──────── Extracted entries ────────

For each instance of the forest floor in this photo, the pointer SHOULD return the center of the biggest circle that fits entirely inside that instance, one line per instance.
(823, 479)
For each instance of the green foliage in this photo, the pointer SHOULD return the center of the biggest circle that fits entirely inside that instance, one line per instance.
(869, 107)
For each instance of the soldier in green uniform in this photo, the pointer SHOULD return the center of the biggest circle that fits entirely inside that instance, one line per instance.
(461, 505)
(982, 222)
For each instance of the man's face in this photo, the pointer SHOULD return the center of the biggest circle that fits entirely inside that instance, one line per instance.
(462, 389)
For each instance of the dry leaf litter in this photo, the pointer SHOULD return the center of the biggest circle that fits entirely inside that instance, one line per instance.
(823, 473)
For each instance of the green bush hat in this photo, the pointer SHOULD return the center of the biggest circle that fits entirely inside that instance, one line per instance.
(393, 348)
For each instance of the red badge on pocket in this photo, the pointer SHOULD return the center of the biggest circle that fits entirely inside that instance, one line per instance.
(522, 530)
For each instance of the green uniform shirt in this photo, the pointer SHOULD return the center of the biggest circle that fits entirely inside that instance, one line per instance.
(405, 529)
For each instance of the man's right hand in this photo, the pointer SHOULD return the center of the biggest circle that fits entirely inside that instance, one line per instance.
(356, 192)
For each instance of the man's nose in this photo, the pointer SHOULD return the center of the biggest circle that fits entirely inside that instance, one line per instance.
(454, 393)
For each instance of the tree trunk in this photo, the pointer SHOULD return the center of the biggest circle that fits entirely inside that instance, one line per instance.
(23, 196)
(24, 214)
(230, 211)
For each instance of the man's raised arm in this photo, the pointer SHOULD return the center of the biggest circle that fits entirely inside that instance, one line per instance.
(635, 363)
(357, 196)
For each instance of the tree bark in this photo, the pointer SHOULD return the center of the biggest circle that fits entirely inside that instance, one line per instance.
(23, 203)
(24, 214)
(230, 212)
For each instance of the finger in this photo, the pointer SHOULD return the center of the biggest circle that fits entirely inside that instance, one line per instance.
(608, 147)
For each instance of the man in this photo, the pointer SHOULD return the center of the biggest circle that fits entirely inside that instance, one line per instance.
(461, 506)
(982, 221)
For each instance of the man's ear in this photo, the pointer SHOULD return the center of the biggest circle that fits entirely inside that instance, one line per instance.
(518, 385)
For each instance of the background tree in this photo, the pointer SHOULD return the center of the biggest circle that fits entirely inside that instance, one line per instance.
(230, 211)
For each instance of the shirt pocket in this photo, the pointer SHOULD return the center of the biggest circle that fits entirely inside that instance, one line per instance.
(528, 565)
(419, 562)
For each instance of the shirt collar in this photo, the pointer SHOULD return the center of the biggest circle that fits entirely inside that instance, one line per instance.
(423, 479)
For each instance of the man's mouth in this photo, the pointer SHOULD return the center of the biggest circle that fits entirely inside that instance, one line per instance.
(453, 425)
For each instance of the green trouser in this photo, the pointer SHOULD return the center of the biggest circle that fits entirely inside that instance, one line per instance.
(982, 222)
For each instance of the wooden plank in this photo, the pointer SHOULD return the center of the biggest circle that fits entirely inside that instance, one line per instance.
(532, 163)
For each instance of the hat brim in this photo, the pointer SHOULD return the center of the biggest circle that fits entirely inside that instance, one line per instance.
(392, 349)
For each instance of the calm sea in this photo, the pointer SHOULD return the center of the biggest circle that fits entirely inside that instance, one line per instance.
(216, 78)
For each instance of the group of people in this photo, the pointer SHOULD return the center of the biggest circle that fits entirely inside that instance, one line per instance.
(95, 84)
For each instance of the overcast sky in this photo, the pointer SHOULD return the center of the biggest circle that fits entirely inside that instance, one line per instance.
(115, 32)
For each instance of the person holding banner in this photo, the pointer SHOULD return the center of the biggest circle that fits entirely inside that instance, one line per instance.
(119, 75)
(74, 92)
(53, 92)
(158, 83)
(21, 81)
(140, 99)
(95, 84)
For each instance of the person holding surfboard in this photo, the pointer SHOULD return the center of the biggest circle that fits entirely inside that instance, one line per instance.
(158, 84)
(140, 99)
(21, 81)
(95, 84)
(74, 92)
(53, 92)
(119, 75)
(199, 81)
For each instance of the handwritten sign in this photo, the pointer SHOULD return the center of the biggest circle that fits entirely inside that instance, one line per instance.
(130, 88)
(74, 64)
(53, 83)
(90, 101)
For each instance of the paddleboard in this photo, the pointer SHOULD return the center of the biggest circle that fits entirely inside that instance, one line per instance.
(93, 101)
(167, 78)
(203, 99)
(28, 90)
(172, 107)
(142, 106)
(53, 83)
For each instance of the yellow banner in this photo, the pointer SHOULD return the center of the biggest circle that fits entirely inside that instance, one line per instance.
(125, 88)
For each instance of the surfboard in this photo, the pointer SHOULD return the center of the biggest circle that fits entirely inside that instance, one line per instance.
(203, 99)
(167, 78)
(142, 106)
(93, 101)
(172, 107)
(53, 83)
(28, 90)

────────
──────── Extracted entries ────────

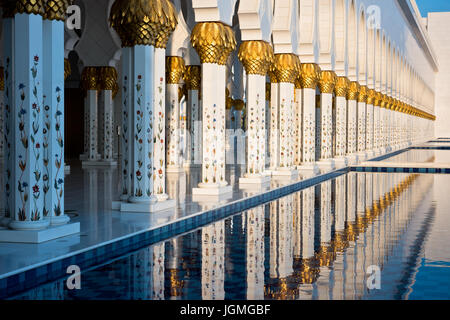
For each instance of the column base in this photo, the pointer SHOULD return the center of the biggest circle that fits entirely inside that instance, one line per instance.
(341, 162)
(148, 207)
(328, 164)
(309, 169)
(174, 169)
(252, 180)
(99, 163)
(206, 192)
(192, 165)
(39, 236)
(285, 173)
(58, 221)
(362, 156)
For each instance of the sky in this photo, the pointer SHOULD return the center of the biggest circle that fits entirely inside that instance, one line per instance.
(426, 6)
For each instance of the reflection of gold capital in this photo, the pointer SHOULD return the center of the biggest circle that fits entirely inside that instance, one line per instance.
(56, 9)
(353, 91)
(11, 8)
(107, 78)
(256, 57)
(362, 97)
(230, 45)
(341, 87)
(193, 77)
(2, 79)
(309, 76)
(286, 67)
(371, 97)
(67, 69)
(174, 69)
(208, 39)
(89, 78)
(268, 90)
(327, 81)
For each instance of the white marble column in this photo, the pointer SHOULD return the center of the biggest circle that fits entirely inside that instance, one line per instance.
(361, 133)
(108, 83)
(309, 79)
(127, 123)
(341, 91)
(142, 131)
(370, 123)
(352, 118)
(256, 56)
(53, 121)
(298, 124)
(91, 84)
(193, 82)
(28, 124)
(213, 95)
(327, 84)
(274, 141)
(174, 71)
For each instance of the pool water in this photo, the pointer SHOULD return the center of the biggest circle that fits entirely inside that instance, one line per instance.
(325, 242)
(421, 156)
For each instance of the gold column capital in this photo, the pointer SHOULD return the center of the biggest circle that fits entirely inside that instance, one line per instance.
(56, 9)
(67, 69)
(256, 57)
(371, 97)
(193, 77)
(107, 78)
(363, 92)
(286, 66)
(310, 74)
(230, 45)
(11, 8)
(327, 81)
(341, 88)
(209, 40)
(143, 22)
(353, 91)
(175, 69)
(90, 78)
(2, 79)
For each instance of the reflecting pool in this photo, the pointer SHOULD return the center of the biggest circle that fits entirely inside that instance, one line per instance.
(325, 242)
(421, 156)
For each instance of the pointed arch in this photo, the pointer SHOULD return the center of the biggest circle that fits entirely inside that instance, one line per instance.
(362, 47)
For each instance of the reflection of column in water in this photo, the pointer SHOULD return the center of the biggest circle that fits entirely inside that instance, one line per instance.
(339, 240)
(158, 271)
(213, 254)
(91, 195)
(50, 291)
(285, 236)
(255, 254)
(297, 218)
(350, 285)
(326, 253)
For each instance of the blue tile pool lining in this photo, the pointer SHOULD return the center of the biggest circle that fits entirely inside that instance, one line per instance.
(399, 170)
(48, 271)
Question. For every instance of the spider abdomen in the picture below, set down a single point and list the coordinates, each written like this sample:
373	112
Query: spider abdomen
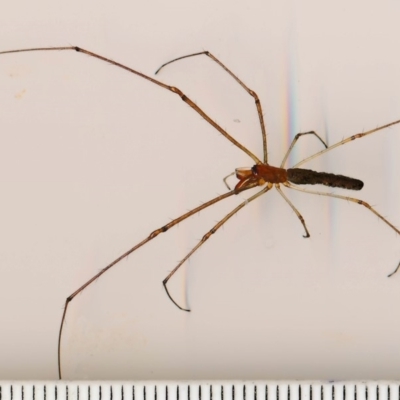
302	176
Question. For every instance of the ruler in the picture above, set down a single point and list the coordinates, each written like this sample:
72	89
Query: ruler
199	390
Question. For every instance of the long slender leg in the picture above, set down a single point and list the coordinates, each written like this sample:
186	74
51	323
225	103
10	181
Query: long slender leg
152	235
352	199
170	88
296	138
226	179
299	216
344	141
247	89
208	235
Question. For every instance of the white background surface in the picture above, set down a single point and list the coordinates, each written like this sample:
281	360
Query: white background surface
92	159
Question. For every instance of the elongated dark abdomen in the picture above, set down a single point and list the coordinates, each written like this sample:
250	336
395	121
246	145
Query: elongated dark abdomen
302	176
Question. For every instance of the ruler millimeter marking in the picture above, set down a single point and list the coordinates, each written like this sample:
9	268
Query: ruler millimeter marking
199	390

────────

→ **Your task**: The lines in the entries above that carry the word "Question" must be copied.

→ **Response box**:
Question. For every instance of the spider abdomen in the picture below, set down a single point and list the coordinates, each written like this sample:
Question. For every instance of the ruler in the picture above, set down a single point and list the coordinates, each written like this sample:
Question. For every instance of the long slender leg in the picture above, set down a single point and list the coordinates, each written like this sample:
Question. For every instance of the white background surface in the picture above, set down a single point and list the coordinates, each written like this sample:
Question. For every instance of the elongated dark abdomen in the picture above, set down a single point and list the coordinates, each written like this sample:
Question. For every instance of the ruler millimeter marking in the picture above, set down a single point and list the coordinates, each written like this sample:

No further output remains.